CONSIGNE -
Extrayez toutes les lignes ci-dessous qui contiennent la chaîne « panel », en tenant compte de la casse.

====== LIGNES À TRAITER ======

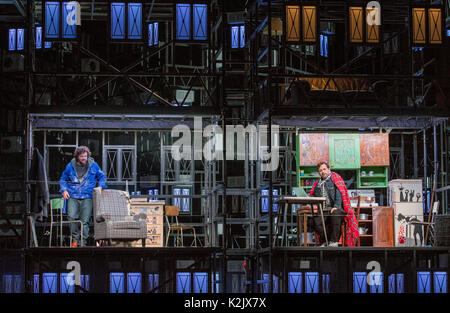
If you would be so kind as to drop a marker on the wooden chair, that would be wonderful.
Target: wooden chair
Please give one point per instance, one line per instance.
(174, 211)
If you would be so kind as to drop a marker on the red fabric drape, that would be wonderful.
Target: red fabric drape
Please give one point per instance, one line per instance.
(351, 224)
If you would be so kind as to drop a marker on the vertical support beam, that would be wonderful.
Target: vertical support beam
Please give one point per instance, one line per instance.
(416, 168)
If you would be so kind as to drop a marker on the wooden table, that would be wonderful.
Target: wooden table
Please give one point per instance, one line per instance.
(286, 201)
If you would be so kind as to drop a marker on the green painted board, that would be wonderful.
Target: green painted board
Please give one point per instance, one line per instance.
(344, 151)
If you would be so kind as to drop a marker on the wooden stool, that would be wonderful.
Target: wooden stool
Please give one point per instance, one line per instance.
(302, 213)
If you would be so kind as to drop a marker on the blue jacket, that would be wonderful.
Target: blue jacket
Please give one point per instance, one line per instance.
(82, 188)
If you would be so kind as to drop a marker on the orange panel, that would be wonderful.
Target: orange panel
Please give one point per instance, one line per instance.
(435, 25)
(313, 149)
(356, 24)
(374, 149)
(418, 20)
(293, 23)
(309, 17)
(372, 31)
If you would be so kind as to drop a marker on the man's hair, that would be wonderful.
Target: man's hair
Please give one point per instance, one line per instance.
(322, 163)
(80, 150)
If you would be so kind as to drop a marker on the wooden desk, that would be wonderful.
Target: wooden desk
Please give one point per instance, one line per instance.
(319, 201)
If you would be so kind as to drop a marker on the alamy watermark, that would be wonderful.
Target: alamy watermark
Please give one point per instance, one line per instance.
(236, 149)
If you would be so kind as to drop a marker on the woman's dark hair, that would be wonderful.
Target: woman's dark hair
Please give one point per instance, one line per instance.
(322, 163)
(80, 150)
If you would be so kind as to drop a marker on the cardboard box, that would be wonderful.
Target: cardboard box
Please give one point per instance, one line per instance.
(407, 234)
(405, 191)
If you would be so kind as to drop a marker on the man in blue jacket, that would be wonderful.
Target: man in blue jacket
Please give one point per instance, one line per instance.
(77, 185)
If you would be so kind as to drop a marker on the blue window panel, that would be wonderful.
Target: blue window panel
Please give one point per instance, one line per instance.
(266, 284)
(183, 20)
(150, 36)
(49, 282)
(295, 282)
(200, 22)
(20, 38)
(325, 283)
(423, 282)
(241, 36)
(117, 20)
(134, 283)
(116, 282)
(234, 37)
(36, 283)
(12, 39)
(52, 12)
(359, 282)
(153, 282)
(376, 279)
(155, 34)
(64, 285)
(8, 283)
(186, 207)
(440, 282)
(68, 31)
(38, 37)
(183, 282)
(312, 282)
(84, 281)
(177, 201)
(135, 21)
(200, 282)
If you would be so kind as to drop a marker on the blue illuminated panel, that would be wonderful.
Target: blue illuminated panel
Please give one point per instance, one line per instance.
(52, 12)
(134, 283)
(200, 282)
(183, 20)
(116, 282)
(183, 282)
(440, 282)
(312, 282)
(49, 282)
(20, 38)
(359, 282)
(68, 31)
(117, 20)
(38, 37)
(135, 21)
(242, 36)
(12, 39)
(200, 22)
(294, 282)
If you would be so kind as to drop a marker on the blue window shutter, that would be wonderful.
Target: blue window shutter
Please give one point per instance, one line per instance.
(359, 282)
(183, 21)
(49, 282)
(52, 12)
(440, 282)
(295, 282)
(242, 36)
(134, 283)
(117, 20)
(68, 31)
(235, 38)
(116, 282)
(38, 37)
(200, 282)
(64, 285)
(134, 20)
(200, 22)
(183, 282)
(12, 39)
(156, 33)
(150, 34)
(312, 282)
(20, 38)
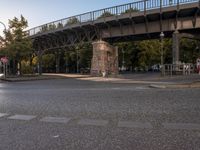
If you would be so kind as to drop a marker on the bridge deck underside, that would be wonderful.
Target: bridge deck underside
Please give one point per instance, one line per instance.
(126, 27)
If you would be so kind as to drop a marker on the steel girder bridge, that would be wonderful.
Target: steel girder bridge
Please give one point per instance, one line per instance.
(133, 21)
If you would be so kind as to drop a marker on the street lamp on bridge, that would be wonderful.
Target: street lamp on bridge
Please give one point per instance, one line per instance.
(161, 51)
(4, 60)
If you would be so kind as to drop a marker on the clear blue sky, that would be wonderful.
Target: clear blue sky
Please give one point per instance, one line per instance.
(39, 12)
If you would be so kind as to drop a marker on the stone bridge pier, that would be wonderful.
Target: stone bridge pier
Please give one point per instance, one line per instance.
(105, 59)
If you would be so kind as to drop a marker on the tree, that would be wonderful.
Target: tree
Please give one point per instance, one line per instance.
(17, 45)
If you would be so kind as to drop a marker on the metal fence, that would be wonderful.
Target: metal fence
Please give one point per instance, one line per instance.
(112, 11)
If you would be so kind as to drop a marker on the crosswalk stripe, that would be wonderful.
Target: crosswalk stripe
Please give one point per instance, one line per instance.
(55, 119)
(22, 117)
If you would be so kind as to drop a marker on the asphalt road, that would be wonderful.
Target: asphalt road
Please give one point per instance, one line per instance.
(69, 114)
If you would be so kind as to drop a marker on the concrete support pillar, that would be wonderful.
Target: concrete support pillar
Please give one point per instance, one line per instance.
(105, 59)
(175, 47)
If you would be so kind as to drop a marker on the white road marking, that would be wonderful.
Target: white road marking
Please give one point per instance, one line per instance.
(93, 122)
(22, 117)
(3, 114)
(56, 119)
(131, 124)
(182, 126)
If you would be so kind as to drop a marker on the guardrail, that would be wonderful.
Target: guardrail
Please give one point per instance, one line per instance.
(112, 11)
(179, 69)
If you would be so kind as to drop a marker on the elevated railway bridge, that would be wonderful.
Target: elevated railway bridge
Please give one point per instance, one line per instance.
(133, 21)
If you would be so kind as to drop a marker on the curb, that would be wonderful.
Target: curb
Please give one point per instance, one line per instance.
(189, 85)
(157, 86)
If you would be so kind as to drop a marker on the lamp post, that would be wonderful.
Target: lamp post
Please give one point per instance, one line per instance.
(161, 51)
(123, 62)
(5, 62)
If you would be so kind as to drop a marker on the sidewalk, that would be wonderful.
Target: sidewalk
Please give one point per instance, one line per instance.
(153, 80)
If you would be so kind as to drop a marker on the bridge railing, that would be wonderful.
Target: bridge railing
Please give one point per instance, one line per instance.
(142, 6)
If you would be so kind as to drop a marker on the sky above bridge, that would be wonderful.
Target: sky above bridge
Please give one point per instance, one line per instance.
(39, 12)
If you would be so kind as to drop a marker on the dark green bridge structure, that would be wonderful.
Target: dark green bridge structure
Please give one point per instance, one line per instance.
(139, 20)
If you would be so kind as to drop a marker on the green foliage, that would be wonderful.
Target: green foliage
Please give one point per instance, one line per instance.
(17, 46)
(26, 67)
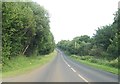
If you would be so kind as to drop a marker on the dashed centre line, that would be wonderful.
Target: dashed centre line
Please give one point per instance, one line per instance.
(74, 70)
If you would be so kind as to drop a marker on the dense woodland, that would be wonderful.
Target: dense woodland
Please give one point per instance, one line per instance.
(25, 30)
(104, 43)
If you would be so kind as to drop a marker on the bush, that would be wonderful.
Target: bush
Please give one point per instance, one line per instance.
(114, 63)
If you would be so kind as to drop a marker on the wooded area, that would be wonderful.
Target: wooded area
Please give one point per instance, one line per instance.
(25, 30)
(104, 44)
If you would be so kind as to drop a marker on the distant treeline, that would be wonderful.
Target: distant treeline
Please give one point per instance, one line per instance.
(104, 44)
(25, 30)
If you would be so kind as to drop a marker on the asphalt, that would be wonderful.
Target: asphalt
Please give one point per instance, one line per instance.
(64, 69)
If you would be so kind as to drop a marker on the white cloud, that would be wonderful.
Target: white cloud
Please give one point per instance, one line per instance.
(70, 18)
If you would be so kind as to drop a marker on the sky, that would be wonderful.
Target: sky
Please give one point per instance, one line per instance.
(71, 18)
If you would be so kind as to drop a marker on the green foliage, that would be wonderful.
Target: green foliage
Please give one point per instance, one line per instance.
(25, 30)
(103, 45)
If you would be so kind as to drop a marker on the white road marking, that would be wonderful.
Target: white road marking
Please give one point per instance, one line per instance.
(68, 65)
(73, 70)
(82, 78)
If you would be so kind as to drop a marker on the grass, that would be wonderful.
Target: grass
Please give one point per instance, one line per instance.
(21, 64)
(95, 64)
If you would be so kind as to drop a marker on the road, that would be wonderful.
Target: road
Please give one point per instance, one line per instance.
(64, 69)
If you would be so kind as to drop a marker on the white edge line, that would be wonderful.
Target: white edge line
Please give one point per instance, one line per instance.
(82, 78)
(73, 70)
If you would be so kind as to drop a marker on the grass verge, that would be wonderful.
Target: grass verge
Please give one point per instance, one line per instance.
(21, 64)
(96, 65)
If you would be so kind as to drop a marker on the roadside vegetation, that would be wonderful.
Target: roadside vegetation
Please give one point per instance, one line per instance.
(21, 64)
(26, 36)
(103, 48)
(102, 64)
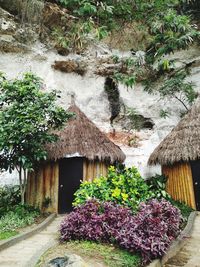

======

RÉSULTAT OBTENU -
If you would be so kind as to drop a marker on the orange panel, that would be wonderful.
Target: orange panel
If you would be so kind as to drop a marker on the blue window panel, that would be wonderful.
Target: blue window panel
If you would be so kind as to drop a marker on the blue illuminated panel, that would be wonderful.
Target: blue illuminated panel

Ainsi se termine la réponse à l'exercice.